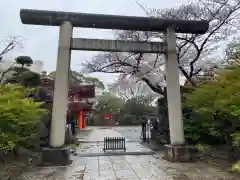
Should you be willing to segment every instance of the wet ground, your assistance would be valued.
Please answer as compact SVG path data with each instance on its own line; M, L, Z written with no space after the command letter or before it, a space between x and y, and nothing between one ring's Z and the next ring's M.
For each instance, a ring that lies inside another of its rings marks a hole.
M127 151L151 151L139 144L138 127L94 128L77 148L81 155L89 151L89 157L72 156L68 167L34 168L24 172L16 180L237 180L222 170L198 163L170 163L161 159L162 152L155 155L102 156L101 142L105 136L126 136ZM135 141L134 141L135 140ZM134 142L133 142L134 141ZM91 157L91 152L99 156Z

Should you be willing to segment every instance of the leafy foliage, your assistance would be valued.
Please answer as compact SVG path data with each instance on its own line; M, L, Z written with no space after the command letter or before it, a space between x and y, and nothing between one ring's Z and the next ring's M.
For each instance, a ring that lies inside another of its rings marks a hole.
M0 86L0 152L28 147L35 140L37 125L46 110L26 98L30 89L16 84Z
M192 93L185 94L185 130L194 141L239 143L240 67L219 70L212 81L204 81ZM233 139L234 138L234 139Z

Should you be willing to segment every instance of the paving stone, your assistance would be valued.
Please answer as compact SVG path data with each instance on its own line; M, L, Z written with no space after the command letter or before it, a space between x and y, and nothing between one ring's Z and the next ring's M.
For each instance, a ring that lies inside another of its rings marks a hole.
M119 170L115 171L116 177L120 179L134 179L138 178L137 175L132 170Z
M99 166L99 170L100 170L100 172L101 171L112 171L113 170L113 167L112 167L112 164L110 163L110 164L101 164L100 166Z
M131 170L131 167L127 163L112 164L114 171L118 170Z

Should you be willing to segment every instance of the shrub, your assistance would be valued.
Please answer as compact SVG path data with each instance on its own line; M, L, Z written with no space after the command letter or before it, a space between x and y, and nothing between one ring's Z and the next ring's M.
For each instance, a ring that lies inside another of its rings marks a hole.
M239 81L240 67L231 66L219 71L215 80L206 81L185 95L185 108L191 109L189 117L185 116L189 138L192 136L194 140L207 144L215 142L232 146L236 143L235 133L240 129Z
M0 85L0 152L29 147L37 137L46 110L40 108L42 103L26 98L29 91L20 85Z

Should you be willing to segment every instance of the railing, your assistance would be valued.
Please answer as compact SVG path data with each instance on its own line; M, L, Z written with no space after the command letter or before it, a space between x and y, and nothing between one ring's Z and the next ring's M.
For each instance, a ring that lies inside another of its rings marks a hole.
M126 151L125 137L104 137L103 151L106 150L124 150Z

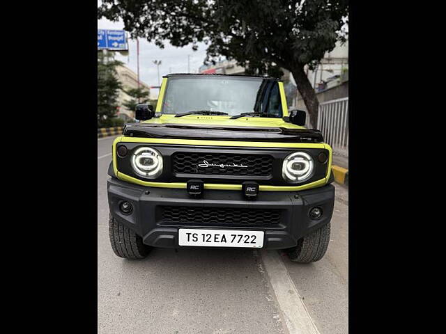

■ What you should do
Lay out as a numbered list every line from the one containing "shrub, your assistance would be valued." through the end of the records, both ends included. Omit blank lines and pictures.

■ Exercise output
1. Should you be willing to segment every instance of the shrub, your assistance would be valued.
2. Please answer as compact SVG path data with each instance on its own line; M, L, Z written with no space after the command letter or before it, a space between x and y, and nothing between one ring's Z and the next ring's M.
3. For each instance, a ring that lies inside another of its rings marks a hole.
4. M239 81L240 67L231 66L219 71L215 80L206 81L185 95L185 108L191 109L189 117L185 116L189 138L192 136L194 140L207 144L215 142L232 146L236 143L235 133L240 129Z
5. M0 85L0 152L29 147L37 137L46 110L40 108L42 103L26 98L29 91L20 85Z
6. Should you be willing to segment every instance of the railing, your assistance would be valued.
7. Please answer as compact SVG path data with each instance on its own line; M, L, Z written with no space after the command letter or before it, a space between x and y, and nothing between one ring's Z and the next ring's M.
8. For each instance, a ring that lies inside another of its rings marks a hole.
9. M126 151L125 137L104 137L103 151L106 150L124 150Z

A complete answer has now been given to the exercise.